Source text:
----------------------------------------

How to Fix Faulty Memory Cells in AI Chips
This patent describes a system that tests individual memory cells in AI chips for uneven behavior and then permanently disables the faulty ones before the chip starts learning, making AI training more efficient.
Patent Number
US 10956815
Status
Active
Filing Date
May 31, 2017
Grant Date
March 23, 2021
Expiration
May 31, 2037
Claims
23
Assignee
International Business Machines
Inventors
Tayfun Gokmen
Citations
3 forward · 50 backward
What it covers
The patent describes a system for improving neural network training on specialized hardware called Resistive Processing Unit (RPU) arrays. An RPU array has many tiny memory cells (RPUs) arranged in a grid, where each RPU's electrical state (its "conduction state") stores a "weight" for the AI. Before training begins, a controller measures each RPU's "asymmetry value" by sending a positive electrical pulse and a negative electrical pulse and comparing how much the RPU's conduction state changes for each (Claim 1). If an RPU's asymmetry is too high, meaning it behaves differently depending on the electrical direction, the system "burns" it by applying a high voltage to permanently disable it (Claim 2, Claim 6). This ensures only reliable RPUs are used for training.

----------------------------------------

Collected data:
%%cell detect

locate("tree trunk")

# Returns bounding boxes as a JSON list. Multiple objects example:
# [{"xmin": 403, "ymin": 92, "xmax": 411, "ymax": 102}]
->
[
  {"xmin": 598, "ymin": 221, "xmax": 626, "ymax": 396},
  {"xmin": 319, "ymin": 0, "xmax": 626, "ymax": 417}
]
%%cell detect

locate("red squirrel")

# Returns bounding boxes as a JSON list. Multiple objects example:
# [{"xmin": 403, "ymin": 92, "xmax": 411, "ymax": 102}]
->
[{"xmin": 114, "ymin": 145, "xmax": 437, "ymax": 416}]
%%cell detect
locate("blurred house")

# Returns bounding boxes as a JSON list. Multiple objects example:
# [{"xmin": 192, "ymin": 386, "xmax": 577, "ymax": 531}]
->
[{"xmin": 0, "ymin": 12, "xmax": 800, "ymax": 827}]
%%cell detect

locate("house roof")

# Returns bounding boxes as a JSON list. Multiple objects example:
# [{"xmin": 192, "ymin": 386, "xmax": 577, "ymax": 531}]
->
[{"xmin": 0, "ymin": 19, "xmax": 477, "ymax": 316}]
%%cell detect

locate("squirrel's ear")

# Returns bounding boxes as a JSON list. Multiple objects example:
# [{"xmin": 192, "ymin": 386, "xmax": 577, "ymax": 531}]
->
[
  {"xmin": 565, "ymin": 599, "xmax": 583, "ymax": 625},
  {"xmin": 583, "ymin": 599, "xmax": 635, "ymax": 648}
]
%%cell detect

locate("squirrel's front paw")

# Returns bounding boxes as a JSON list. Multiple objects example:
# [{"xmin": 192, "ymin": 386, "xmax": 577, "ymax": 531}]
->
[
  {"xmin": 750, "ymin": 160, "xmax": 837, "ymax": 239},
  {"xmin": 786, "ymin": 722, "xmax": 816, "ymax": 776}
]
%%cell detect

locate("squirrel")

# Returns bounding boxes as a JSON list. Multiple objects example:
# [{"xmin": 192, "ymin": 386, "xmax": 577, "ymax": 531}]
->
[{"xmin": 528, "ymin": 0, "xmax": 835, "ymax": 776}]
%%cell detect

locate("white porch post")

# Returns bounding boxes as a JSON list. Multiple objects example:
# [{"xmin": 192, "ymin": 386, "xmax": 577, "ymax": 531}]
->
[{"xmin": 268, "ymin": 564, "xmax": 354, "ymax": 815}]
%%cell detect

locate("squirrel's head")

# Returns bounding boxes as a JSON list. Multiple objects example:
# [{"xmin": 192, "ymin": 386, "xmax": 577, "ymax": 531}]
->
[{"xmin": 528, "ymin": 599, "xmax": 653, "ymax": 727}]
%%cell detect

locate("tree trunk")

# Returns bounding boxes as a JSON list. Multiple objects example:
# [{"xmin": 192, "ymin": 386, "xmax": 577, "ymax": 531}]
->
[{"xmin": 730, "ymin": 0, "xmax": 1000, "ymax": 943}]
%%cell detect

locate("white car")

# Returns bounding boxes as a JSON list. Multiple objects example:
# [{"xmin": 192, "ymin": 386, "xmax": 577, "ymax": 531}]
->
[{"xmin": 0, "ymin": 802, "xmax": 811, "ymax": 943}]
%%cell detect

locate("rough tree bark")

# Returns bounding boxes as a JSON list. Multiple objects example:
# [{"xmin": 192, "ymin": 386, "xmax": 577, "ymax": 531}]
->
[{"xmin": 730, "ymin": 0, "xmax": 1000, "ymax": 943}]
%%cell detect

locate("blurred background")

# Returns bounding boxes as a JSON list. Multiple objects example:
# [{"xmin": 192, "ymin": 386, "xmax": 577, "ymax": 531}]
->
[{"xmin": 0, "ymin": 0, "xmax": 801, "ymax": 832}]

----------------------------------------

Parts of the exercise:
1: Reproduce the part of the patent summary that runs from "How to Fix Faulty" down to "training more efficient.".
2: Using the patent summary, decide whether each statement agrees with it. Answer yes or no for each and quote the words that settle it. (a) The patent is assigned to Google. (b) The asymmetry of each RPU is measured before training begins. (c) A faulty RPU is disabled by applying a low voltage.

Answers given:
1:
How to Fix Faulty Memory Cells in AI Chips
This patent describes a system that tests individual memory cells in AI chips for uneven behavior and then permanently disables the faulty ones before the chip starts learning, making AI training more efficient.

2:
(a) No: "International Business Machines"
(b) Yes: "Before training begins, a controller measures each RPU's"
(c) No: "applying a high voltage to permanently disable it"